=== Task to carry out ===
Substitute "empty" for "self-closing" in the rows from the line containing "Target: stone wall" through the end of the rows. Return only those lines, with everything else unchanged.

=== Raw data ===
▶
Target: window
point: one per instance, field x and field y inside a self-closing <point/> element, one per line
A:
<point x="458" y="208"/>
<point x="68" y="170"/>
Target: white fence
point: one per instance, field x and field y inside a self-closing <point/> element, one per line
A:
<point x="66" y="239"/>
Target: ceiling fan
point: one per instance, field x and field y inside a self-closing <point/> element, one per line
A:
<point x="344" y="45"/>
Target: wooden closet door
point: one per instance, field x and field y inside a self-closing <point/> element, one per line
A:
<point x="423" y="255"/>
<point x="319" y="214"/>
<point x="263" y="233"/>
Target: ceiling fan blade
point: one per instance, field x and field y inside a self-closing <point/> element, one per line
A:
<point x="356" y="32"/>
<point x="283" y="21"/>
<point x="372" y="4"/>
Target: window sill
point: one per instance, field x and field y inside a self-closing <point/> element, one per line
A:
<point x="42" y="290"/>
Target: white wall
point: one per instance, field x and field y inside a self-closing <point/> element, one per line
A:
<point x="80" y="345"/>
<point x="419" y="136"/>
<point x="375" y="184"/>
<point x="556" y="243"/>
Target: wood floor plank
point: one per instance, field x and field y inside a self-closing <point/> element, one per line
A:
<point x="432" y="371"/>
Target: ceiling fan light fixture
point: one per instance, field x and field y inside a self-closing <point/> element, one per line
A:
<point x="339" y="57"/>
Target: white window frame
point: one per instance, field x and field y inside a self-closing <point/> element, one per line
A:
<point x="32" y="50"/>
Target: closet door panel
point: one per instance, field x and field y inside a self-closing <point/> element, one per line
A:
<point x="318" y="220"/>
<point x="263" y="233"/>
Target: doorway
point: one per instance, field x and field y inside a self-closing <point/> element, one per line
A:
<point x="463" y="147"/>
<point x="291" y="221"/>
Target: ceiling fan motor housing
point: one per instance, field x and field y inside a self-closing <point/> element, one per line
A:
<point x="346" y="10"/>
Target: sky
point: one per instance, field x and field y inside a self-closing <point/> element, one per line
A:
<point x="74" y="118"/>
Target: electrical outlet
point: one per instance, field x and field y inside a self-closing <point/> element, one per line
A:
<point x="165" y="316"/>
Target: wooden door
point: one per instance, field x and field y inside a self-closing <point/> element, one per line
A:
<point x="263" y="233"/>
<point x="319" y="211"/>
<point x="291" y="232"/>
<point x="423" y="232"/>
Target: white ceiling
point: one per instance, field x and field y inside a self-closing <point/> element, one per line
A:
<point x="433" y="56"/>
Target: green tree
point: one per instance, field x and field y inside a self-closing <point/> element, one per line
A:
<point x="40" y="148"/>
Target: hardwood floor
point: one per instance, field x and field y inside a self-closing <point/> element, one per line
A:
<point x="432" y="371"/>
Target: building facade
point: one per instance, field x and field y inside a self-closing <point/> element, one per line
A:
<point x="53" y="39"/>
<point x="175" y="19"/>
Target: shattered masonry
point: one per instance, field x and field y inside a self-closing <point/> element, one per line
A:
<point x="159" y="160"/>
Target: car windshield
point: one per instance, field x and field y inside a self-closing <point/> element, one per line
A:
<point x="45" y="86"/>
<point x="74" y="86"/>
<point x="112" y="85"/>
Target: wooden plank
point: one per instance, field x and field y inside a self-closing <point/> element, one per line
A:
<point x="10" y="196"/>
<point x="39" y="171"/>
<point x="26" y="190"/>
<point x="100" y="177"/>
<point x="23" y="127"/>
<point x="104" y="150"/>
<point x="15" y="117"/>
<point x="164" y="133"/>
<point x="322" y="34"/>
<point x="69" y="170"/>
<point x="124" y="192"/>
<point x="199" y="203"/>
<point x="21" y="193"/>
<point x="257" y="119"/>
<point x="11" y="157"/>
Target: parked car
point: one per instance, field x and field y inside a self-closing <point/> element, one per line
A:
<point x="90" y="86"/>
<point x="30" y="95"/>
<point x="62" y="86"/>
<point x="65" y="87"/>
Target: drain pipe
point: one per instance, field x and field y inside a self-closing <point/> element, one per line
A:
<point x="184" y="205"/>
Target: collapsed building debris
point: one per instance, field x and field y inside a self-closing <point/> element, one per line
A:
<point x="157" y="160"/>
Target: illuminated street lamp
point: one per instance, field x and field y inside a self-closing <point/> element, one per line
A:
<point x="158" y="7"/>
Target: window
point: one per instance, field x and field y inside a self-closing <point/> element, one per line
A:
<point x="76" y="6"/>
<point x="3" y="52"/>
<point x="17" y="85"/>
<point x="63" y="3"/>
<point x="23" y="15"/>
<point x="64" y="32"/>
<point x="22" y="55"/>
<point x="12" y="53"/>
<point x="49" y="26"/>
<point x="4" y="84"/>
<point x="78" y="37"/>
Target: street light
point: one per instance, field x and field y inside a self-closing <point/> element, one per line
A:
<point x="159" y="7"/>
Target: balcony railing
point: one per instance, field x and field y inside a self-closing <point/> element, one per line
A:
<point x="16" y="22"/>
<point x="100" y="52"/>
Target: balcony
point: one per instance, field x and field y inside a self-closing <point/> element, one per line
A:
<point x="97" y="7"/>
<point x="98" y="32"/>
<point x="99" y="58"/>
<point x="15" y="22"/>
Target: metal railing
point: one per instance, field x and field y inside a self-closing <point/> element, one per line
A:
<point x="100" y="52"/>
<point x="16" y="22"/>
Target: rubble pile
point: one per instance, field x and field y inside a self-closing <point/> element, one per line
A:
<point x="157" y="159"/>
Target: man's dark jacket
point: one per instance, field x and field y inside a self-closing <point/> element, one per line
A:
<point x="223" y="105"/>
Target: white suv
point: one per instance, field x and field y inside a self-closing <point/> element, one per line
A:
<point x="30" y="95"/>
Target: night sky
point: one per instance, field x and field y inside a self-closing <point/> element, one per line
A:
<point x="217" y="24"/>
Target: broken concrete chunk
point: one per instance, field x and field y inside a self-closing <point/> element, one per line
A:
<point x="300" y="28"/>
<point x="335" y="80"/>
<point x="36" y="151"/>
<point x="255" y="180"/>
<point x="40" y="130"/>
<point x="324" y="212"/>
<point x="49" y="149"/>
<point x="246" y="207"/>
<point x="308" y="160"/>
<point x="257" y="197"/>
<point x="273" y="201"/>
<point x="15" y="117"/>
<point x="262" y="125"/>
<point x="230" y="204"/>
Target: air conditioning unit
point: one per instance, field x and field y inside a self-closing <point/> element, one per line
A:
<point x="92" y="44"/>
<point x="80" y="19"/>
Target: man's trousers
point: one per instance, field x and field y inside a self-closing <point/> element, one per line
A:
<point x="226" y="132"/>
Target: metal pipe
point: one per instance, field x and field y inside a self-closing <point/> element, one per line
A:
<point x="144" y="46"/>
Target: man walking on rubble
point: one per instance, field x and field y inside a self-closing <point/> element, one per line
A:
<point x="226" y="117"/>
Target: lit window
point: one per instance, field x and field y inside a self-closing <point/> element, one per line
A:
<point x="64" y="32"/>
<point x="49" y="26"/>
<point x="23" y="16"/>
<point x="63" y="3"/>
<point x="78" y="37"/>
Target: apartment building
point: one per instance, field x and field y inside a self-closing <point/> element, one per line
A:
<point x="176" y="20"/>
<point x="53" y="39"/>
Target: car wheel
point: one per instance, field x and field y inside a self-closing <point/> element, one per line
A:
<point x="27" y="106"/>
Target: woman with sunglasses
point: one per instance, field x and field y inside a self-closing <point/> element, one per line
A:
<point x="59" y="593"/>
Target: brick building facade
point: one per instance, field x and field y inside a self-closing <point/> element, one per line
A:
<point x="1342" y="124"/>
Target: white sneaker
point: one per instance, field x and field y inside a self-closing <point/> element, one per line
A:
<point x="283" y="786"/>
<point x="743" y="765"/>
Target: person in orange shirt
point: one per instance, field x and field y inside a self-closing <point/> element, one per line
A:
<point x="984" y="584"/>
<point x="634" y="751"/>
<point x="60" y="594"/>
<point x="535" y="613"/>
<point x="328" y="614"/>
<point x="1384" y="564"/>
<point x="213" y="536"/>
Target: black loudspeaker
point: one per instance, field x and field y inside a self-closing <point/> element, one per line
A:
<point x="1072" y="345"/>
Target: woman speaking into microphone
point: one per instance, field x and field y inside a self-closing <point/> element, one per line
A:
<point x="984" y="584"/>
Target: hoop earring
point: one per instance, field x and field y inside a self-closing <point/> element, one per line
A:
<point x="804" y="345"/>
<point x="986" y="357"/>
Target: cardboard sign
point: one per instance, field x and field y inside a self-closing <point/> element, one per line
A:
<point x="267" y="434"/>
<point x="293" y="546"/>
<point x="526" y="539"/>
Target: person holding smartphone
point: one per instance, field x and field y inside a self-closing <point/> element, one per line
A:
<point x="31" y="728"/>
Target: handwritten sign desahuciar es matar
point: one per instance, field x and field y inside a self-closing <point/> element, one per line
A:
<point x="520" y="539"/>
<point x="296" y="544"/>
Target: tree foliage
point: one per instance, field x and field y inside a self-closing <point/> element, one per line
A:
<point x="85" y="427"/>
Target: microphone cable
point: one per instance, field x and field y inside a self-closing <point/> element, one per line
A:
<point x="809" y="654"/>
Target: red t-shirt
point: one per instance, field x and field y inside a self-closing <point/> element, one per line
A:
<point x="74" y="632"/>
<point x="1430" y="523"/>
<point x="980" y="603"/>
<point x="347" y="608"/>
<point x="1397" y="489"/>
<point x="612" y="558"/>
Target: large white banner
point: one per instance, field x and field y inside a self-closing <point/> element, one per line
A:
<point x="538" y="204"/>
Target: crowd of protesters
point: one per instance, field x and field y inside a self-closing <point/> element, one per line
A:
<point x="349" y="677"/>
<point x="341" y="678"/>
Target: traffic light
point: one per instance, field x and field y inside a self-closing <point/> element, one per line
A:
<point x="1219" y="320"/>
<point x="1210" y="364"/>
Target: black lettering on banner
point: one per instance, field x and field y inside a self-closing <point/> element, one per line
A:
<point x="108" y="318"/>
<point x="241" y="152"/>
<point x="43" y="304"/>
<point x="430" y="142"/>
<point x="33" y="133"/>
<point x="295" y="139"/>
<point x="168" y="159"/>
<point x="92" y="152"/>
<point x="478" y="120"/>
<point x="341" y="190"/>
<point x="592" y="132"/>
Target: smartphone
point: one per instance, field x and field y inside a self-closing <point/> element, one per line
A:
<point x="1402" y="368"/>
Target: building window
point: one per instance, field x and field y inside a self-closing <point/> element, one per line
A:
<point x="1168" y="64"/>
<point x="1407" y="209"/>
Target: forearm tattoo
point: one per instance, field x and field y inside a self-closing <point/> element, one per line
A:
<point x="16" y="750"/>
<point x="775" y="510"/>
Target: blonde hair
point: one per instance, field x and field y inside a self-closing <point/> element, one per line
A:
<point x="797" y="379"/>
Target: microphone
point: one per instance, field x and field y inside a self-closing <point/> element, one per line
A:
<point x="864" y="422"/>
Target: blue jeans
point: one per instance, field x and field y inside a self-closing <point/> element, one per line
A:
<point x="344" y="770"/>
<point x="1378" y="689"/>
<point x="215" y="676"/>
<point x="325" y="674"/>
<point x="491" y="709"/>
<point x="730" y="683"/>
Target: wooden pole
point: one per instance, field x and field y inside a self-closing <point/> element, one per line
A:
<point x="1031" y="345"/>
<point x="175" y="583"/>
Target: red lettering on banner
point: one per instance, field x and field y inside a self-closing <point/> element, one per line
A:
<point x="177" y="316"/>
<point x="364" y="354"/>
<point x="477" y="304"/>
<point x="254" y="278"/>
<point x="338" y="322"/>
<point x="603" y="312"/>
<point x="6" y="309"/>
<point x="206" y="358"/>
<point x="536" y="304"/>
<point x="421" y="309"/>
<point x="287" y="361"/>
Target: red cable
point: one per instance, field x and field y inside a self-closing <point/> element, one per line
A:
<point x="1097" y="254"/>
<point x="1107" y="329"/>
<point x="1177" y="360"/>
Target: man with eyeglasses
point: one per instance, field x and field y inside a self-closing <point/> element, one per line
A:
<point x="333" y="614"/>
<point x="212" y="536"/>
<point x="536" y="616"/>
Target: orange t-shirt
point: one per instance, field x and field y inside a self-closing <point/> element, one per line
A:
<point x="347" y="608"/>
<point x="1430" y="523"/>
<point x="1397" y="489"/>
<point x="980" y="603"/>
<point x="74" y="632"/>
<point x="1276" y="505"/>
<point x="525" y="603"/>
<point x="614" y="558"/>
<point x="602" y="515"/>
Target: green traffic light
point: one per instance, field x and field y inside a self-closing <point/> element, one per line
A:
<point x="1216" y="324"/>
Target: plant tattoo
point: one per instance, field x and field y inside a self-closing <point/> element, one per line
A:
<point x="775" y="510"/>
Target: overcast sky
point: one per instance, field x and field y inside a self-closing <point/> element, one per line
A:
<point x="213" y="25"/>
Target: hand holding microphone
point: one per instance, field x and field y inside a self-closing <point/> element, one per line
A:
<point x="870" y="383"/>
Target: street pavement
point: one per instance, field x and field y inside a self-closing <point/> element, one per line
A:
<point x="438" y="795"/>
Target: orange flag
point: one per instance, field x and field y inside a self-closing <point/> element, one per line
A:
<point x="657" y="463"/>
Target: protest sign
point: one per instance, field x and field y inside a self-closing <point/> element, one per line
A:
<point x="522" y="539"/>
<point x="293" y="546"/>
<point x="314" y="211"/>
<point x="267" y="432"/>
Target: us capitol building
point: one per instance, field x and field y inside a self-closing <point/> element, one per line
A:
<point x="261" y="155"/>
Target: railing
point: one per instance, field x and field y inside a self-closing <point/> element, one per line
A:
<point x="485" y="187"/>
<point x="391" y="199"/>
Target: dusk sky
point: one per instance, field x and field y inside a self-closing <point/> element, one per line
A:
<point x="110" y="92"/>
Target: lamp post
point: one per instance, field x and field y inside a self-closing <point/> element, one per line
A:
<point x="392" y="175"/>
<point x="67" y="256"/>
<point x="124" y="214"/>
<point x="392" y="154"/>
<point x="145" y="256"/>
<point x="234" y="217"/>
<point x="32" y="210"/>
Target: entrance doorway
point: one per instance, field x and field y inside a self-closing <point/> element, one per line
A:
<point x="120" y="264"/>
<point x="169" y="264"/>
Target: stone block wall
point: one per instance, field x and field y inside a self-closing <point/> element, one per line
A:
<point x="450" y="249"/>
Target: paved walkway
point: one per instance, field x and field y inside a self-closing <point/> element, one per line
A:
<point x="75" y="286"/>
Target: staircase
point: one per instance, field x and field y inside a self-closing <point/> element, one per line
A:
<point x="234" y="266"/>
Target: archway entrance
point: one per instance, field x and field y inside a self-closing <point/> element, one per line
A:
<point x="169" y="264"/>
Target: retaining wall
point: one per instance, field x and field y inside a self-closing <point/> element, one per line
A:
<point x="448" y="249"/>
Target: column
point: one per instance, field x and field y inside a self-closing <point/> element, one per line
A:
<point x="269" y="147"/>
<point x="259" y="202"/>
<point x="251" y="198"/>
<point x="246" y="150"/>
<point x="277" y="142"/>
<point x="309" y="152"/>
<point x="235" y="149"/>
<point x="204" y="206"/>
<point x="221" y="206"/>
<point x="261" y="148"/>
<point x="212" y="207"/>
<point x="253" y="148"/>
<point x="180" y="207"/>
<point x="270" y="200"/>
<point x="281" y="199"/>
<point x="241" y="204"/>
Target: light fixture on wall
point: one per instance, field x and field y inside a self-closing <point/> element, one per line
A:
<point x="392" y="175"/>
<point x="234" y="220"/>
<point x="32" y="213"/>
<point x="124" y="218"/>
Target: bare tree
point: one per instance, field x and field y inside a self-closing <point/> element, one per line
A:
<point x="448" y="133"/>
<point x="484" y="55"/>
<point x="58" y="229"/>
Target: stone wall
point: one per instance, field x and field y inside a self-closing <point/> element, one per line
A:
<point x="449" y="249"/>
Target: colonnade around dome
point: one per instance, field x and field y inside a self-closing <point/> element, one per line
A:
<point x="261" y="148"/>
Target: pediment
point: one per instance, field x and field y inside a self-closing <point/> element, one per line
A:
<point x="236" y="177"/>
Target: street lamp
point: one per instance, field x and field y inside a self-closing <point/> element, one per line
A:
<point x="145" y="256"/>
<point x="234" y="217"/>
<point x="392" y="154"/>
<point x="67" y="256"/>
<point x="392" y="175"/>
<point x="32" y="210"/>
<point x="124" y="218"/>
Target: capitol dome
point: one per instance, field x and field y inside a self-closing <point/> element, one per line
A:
◀
=== Finished exercise ===
Target: stone wall
point: one per instance, field x and field y inside a empty <point/> element, one per line
A:
<point x="449" y="249"/>
Target: colonnade around dome
point: one per instance, field x and field y inside a empty <point/> element, one per line
A:
<point x="261" y="148"/>
Target: pediment
point: one per instance, field x and field y inside a empty <point/> element, one per line
A:
<point x="236" y="177"/>
Target: street lamp
point: one per instance, field x and field y inside a empty <point/> element, one per line
A:
<point x="145" y="256"/>
<point x="234" y="217"/>
<point x="392" y="154"/>
<point x="67" y="256"/>
<point x="392" y="175"/>
<point x="32" y="210"/>
<point x="124" y="218"/>
Target: capitol dome
point: one per instance, field x and field y inside a empty <point/> element, one per line
A:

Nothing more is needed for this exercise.